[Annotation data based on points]
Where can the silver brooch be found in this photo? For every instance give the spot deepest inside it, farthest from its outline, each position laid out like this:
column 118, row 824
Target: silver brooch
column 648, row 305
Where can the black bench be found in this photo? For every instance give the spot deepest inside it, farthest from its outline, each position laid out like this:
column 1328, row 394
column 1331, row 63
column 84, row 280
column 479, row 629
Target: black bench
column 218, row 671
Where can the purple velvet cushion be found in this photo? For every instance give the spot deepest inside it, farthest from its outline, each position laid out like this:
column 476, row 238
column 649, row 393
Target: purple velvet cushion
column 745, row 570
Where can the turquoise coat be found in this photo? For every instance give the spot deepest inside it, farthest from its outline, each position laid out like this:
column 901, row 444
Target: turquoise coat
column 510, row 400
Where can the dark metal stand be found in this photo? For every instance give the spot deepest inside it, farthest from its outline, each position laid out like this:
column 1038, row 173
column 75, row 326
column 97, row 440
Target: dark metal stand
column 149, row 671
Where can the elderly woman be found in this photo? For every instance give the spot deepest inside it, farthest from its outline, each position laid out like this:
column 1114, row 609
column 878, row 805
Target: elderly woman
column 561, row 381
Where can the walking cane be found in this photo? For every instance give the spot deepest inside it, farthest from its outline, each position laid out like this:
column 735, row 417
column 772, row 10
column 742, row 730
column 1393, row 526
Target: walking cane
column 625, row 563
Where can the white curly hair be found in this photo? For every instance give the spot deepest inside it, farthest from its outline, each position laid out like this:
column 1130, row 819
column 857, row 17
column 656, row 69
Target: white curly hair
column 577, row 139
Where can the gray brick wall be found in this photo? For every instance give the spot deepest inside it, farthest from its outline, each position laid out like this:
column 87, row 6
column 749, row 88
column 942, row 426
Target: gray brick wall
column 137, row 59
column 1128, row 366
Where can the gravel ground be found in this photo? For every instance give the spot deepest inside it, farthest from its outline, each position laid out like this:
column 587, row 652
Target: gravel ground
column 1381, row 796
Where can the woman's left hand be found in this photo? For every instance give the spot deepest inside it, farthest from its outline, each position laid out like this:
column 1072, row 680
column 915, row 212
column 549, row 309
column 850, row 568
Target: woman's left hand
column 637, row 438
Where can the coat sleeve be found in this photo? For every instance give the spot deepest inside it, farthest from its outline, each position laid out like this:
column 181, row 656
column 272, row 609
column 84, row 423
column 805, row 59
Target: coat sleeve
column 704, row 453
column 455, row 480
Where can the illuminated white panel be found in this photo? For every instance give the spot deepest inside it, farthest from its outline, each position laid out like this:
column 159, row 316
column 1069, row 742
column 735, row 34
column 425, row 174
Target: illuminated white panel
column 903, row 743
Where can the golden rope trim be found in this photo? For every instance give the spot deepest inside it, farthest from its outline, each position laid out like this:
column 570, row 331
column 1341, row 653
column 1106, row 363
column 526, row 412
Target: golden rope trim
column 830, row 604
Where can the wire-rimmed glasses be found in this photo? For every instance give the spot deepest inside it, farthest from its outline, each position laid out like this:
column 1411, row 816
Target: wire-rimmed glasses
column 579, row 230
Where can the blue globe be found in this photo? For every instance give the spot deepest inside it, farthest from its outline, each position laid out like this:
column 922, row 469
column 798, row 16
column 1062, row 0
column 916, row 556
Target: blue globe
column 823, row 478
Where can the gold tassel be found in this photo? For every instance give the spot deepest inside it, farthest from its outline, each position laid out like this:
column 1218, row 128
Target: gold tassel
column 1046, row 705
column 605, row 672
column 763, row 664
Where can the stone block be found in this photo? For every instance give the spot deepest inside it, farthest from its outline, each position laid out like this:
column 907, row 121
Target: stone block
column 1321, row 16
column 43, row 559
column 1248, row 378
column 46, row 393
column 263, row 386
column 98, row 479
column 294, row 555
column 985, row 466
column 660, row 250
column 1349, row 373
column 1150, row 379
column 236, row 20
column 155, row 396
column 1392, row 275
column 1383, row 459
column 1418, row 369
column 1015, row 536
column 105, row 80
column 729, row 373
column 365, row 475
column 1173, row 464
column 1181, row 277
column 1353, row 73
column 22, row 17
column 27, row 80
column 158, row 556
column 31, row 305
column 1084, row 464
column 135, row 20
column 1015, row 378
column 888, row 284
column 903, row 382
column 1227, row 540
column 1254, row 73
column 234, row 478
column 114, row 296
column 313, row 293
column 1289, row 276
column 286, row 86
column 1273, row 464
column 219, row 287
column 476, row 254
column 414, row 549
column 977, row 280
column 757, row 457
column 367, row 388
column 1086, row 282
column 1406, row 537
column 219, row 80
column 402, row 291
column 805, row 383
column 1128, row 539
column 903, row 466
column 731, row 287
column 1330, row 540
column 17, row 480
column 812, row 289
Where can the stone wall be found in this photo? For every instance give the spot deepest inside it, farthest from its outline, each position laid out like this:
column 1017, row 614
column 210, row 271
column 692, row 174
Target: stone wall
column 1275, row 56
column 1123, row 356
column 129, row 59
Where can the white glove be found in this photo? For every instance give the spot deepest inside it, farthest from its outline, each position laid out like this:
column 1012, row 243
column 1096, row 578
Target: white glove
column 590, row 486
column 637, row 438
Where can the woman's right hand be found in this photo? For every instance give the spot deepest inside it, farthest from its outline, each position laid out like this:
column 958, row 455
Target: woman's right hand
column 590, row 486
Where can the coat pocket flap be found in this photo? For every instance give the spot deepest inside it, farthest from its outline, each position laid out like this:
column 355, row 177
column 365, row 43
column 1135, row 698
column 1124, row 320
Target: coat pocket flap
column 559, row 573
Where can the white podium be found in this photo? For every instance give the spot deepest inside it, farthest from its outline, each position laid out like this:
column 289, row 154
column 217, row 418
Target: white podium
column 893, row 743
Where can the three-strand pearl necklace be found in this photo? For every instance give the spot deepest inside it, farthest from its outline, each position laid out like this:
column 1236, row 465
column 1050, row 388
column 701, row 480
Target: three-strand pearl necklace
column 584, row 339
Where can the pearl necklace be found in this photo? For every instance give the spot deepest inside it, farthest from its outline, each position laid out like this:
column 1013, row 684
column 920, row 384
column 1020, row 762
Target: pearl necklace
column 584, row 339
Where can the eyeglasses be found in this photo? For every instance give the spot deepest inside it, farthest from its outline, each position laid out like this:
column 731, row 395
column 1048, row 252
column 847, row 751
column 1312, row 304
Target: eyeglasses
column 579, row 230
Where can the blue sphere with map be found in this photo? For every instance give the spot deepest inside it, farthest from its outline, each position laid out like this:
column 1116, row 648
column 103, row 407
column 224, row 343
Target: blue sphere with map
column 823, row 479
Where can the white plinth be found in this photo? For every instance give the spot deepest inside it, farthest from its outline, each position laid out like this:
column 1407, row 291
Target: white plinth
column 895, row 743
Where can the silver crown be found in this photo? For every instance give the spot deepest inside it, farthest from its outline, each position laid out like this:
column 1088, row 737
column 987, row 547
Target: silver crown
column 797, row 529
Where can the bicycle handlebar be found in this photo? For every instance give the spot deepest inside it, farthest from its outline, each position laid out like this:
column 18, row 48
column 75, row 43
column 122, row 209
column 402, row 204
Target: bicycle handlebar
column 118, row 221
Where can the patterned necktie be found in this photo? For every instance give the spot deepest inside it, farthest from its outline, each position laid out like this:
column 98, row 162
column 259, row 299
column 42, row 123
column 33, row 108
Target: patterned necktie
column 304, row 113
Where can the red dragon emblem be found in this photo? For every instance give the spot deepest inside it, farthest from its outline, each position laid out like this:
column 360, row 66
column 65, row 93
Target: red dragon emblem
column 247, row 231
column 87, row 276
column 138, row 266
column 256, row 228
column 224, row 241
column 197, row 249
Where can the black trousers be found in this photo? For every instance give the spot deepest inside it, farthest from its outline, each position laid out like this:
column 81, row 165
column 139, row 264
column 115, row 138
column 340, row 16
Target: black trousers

• To be done:
Copy every one of the entries above word for word, with nothing left out or changed.

• Written solution:
Where can the silver brooch be found in this photo? For every instance give the spot deepest inside it, farthest from its outline, each position laid out like this:
column 118, row 824
Target: silver brooch
column 648, row 305
Where can the black bench be found in this photo? For every instance give the spot deepest inside it, farthest from its outline, each position laid out like this:
column 1328, row 394
column 1331, row 63
column 84, row 280
column 479, row 629
Target: black bench
column 218, row 671
Where can the purple velvet cushion be found in this photo? For every instance give the spot deepest inside it, farthest from its outline, each position laid out like this:
column 476, row 238
column 649, row 393
Target: purple velvet cushion
column 745, row 570
Where can the turquoise coat be found in this photo? For every instance give the spot deepest inside it, farthest from its outline, each position laid out like this:
column 901, row 444
Target: turquoise coat
column 510, row 400
Where can the dark metal stand be found in this photo? For every instance give the spot deepest inside it, farthest from its outline, each position laid out like this:
column 1038, row 173
column 75, row 326
column 97, row 440
Target: dark metal stand
column 149, row 671
Where can the elderly woman be found in this photo? For every instance give the spot deepest inside it, farthest from its outline, each position laid out like this:
column 1114, row 609
column 878, row 805
Target: elderly woman
column 561, row 381
Where can the walking cane be found in this photo? For every instance give the spot deepest inside it, farthest from its outline, each position laid out like this:
column 735, row 417
column 772, row 10
column 742, row 730
column 1393, row 526
Target: walking cane
column 625, row 563
Where can the white curly hair be found in this photo? For every instance give the spot deepest inside it, farthest from its outline, each position laid out like this:
column 1130, row 819
column 857, row 17
column 656, row 69
Target: white curly hair
column 577, row 139
Where can the gray brick wall be found in this photo? For every instance give the spot deepest inside it, farthest from its outline, each position laid out like this:
column 87, row 6
column 749, row 88
column 942, row 426
Target: gray brick wall
column 137, row 59
column 1128, row 366
Where can the gravel ground be found in this photo? For every instance give the spot deepest inside it, farthest from its outline, each position laid out like this:
column 587, row 652
Target: gravel ground
column 1381, row 796
Where can the woman's left hand be found in this photo? For every instance give the spot deepest inside it, farthest from its outline, each position laid out like this:
column 1072, row 680
column 915, row 212
column 549, row 309
column 850, row 568
Target: woman's left hand
column 637, row 438
Where can the coat sleeve be found in this photo? For every instance give the spot deepest inside it, farthest from its outline, each position laid out like this:
column 181, row 656
column 272, row 609
column 84, row 423
column 805, row 59
Target: coat sleeve
column 704, row 453
column 455, row 480
Where can the illuminated white panel be found in this photo? For every instance give the spot deepest inside it, farthest from its outline, each position laid out like this:
column 159, row 316
column 1069, row 742
column 735, row 34
column 425, row 174
Target: illuminated white panel
column 903, row 743
Where can the golden rope trim be found in this photo? For every instance give the spot deepest inside it, farthest from its outline, each position laid out like this:
column 570, row 331
column 1341, row 653
column 1106, row 363
column 526, row 412
Target: golden rope trim
column 830, row 604
Where can the wire-rimmed glasses be found in this photo? For every instance give the spot deepest inside it, farthest from its outline, each position laid out like this:
column 1411, row 816
Target: wire-rimmed glasses
column 579, row 230
Where can the blue globe be found in this photo? For every instance give the spot deepest inside it, farthest from its outline, each position laid out like this:
column 922, row 469
column 798, row 16
column 1062, row 0
column 916, row 556
Target: blue globe
column 823, row 478
Where can the gold tassel be found in this photo? For every instance give the spot deepest inside it, farthest from its outline, each position laid out like this:
column 1218, row 128
Target: gold tassel
column 1046, row 705
column 605, row 672
column 763, row 664
Where can the stone block be found in this photo? For every instance give the spot deepest inside it, farthest from its outline, each position laid out like this:
column 907, row 121
Target: stone block
column 1321, row 16
column 43, row 559
column 1248, row 378
column 46, row 393
column 263, row 386
column 98, row 479
column 294, row 555
column 985, row 466
column 660, row 250
column 1349, row 373
column 1150, row 379
column 236, row 20
column 155, row 396
column 1392, row 275
column 1383, row 459
column 1418, row 369
column 1015, row 536
column 105, row 80
column 729, row 373
column 365, row 475
column 1173, row 464
column 1181, row 277
column 1353, row 73
column 22, row 17
column 27, row 80
column 158, row 556
column 31, row 305
column 1084, row 464
column 135, row 20
column 1015, row 378
column 888, row 284
column 903, row 382
column 1227, row 540
column 1254, row 73
column 234, row 478
column 114, row 296
column 313, row 293
column 1289, row 276
column 286, row 86
column 1273, row 464
column 219, row 287
column 476, row 254
column 414, row 549
column 977, row 280
column 757, row 457
column 367, row 388
column 1086, row 282
column 1406, row 537
column 219, row 80
column 402, row 291
column 805, row 383
column 1128, row 539
column 903, row 466
column 731, row 287
column 1330, row 540
column 17, row 480
column 812, row 289
Where can the stone wall be found in this photo? For every instance give the spot deepest inside it, farthest from its outline, each position laid out like this:
column 1017, row 614
column 210, row 271
column 692, row 174
Target: stone wall
column 1275, row 56
column 1123, row 356
column 129, row 59
Where can the white glove be found in this photo? For every instance give the spot deepest inside it, farthest from its outline, each position laid out like this:
column 1012, row 243
column 1096, row 578
Target: white glove
column 590, row 486
column 637, row 438
Where can the woman's right hand be found in this photo? For every instance give the spot deepest inside it, farthest from its outline, each position laid out like this:
column 958, row 455
Target: woman's right hand
column 590, row 486
Where can the coat pocket flap be found in this photo? For every instance give the spot deepest inside it, farthest from its outline, each position laid out like this:
column 355, row 177
column 365, row 43
column 1135, row 698
column 1124, row 320
Target: coat pocket flap
column 559, row 573
Where can the white podium be found in this photo? For every instance give the spot deepest inside it, farthest from its outline, each position laid out like this:
column 289, row 154
column 217, row 418
Target: white podium
column 893, row 743
Where can the three-strand pearl necklace be found in this photo? For every instance give the spot deepest inside it, farthest from its outline, each position laid out like this:
column 1236, row 465
column 1050, row 388
column 701, row 480
Target: three-strand pearl necklace
column 584, row 339
Where can the pearl necklace be found in this photo? For every instance give the spot deepest inside it, farthest from its outline, each position laid out like this:
column 1013, row 684
column 920, row 384
column 1020, row 762
Target: pearl necklace
column 584, row 339
Where can the eyeglasses be found in this photo? For every instance give the spot deepest inside it, farthest from its outline, each position laid out like this:
column 731, row 395
column 1048, row 252
column 847, row 751
column 1312, row 304
Target: eyeglasses
column 579, row 230
Where can the blue sphere with map be found in this photo? For every instance give the spot deepest inside it, farthest from its outline, each position laid out like this:
column 1116, row 648
column 103, row 407
column 224, row 343
Target: blue sphere with map
column 823, row 479
Where can the white plinth be found in this photo? For every instance give the spot deepest inside it, farthest from its outline, each position laid out like this:
column 1407, row 291
Target: white plinth
column 895, row 743
Where can the silver crown be found in this photo? For every instance give the spot deepest inside it, farthest from its outline, each position laid out like this:
column 1088, row 737
column 987, row 547
Target: silver crown
column 797, row 529
Where can the bicycle handlebar be found in this photo? For every instance give the spot deepest inside it, farthest from its outline, each position laid out like this:
column 18, row 48
column 75, row 43
column 122, row 209
column 402, row 204
Target: bicycle handlebar
column 118, row 221
Where can the patterned necktie be found in this photo? For every instance give the spot deepest inside it, farthest from its outline, each position laid out like this:
column 98, row 162
column 259, row 299
column 42, row 123
column 33, row 108
Target: patterned necktie
column 304, row 113
Where can the red dragon emblem be found in this photo? For every instance give the spot deepest inside it, farthest from its outline, each position laid out like this:
column 360, row 66
column 65, row 93
Target: red dragon emblem
column 247, row 231
column 87, row 276
column 138, row 266
column 256, row 228
column 224, row 241
column 197, row 249
Where can the black trousers be found in this photo? For every instance give the spot deepest inside it, farthest from its outline, each position laid out like this:
column 81, row 165
column 139, row 264
column 115, row 138
column 340, row 16
Target: black trousers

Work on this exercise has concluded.